### EXERCISE TASK
Turn every line of the items below into a JSON list of strings, one string per line, skipping blank lines. Leave the pictures out of the list.

### RECORD EXTRACTS
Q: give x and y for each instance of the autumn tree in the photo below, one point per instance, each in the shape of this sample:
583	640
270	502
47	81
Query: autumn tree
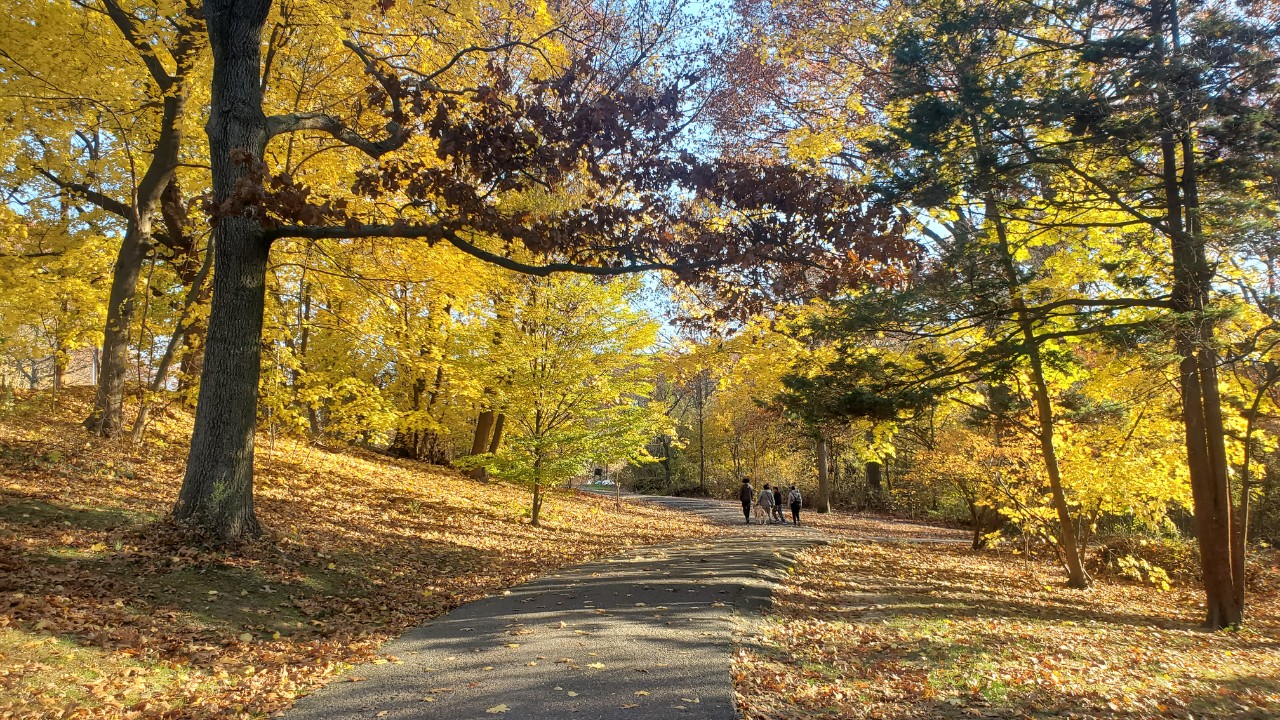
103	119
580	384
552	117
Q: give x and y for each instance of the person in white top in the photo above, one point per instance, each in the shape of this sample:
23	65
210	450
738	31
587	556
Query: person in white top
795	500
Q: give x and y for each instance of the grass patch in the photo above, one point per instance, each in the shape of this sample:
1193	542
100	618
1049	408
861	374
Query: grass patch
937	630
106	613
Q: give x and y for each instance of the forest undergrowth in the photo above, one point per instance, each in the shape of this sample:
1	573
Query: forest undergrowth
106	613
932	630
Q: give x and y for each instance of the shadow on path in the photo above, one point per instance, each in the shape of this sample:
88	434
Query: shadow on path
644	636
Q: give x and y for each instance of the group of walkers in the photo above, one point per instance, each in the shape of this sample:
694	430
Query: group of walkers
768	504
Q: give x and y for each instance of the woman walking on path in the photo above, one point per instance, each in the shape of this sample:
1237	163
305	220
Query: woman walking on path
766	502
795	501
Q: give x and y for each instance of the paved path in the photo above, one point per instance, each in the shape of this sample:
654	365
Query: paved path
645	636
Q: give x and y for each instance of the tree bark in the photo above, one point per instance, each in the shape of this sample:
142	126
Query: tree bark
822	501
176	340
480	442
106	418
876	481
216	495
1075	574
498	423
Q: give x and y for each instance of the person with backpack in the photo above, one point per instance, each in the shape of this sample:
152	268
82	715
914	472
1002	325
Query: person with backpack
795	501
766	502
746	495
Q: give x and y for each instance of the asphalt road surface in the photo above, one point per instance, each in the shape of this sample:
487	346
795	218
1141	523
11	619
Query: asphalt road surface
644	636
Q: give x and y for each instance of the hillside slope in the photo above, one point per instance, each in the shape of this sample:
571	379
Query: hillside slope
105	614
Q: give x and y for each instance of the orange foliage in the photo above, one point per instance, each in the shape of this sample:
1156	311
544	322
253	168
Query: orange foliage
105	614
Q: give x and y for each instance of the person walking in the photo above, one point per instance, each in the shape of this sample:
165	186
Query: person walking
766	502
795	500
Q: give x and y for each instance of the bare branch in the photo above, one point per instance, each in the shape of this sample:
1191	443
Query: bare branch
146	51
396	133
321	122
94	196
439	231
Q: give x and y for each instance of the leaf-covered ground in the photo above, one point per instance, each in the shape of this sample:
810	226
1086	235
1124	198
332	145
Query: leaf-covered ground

### ANSWER
[
  "Q: give x and y for each instance of the autumn tree in the photo below, one point per instance, each in the shape of this sample:",
  "583\t640",
  "270\t502",
  "47\t81",
  "Query: autumn tree",
  "103\t119",
  "580\t384",
  "552\t117",
  "Q: give x and y for each instance of the person in white top in the photo above, one point per instance, each in the shape of this sample:",
  "23\t65",
  "210\t450",
  "738\t31",
  "587\t556",
  "Query: person in white top",
  "795\t500",
  "Q: give x and y for each instance of the grass patch in the photo above, one point per instance, each in the shape of this sample:",
  "1193\t542",
  "100\t618",
  "1049\t408",
  "861\t374",
  "Query: grass patch",
  "937\t630",
  "106\t613",
  "Q: give x and y for each instance of the forest undergrowth in the photo above, one point per instance, each in the shape of this sample:",
  "1\t573",
  "Query: forest undergrowth",
  "106\t613",
  "932\t630",
  "Q: give x and y for each instance of the shadow on path in the photo above, one point per instance, each in the shape of this sample:",
  "88\t434",
  "Query: shadow on path",
  "644\t636",
  "Q: give x and y for each instance of the group of walkers in the photo above, one point per instance, each in the shape of this sample:",
  "694\t430",
  "Query: group of walkers",
  "768\t504",
  "Q: give x and y for each instance of the woman walking on path in the photo above, one point per instance, each in the shape of this sample:",
  "1237\t163",
  "305\t220",
  "Query: woman walking on path",
  "766\t502",
  "795\t501",
  "Q: give x and y for each instance of the paved path in the photo above, one point per instance, each in the shape of this sample:",
  "654\t365",
  "Query: paved path",
  "645\t636",
  "Q: give x and y for each instance of the tree bark in the photo above, one point per instance, each in the shape of this sample:",
  "142\t126",
  "Query: tree bark",
  "822\t501",
  "176\t340",
  "480\t442",
  "106\t418",
  "876\t481",
  "216\t495",
  "1075\t574",
  "498\t423",
  "Q: give x and y for each instance of the person with backpack in the photo above, one point per instance, each in the shape of this sample:",
  "152\t268",
  "82\t715",
  "914\t472",
  "1002\t325",
  "Query: person with backpack",
  "795\t501",
  "766\t502",
  "746\t495",
  "Q: give x and y for each instance of the asphalt road surface in the photo above, one point per instance, each in the shape of this sample:",
  "487\t346",
  "795\t218",
  "1141\t523",
  "11\t619",
  "Query: asphalt road surface",
  "644\t636",
  "Q: give x and y for each instance of the hillside slope in the photo above, one point per instance, each in the shape of this sample:",
  "571\t379",
  "Query: hillside slope",
  "105\t614",
  "Q: give x and y for each instance of the orange foliage in the photo above, one point per instance, each in the shape of this sample:",
  "1156\t311",
  "544\t322",
  "253\t168",
  "Query: orange foliage",
  "105\t614",
  "Q: give x and y for each instance of the person walking in the photo above, one point per instance, each in the shape of this sample:",
  "165\t186",
  "Query: person walking",
  "766\t502",
  "795\t500",
  "Q: give x and y for each instance of the bare branch in the photo above, one point per instance, each in the shape of this sample:",
  "1191\t443",
  "Query: bare branch",
  "146\t51",
  "396\t133",
  "321\t122",
  "94\t196",
  "439\t231",
  "Q: give x and y for each instance of the leaf-covered ground in the photo above, one point per instance, each in the shape of this sample:",
  "810\t226",
  "1086\t235",
  "1124\t198",
  "332\t145",
  "Query: leaf-covered ground"
]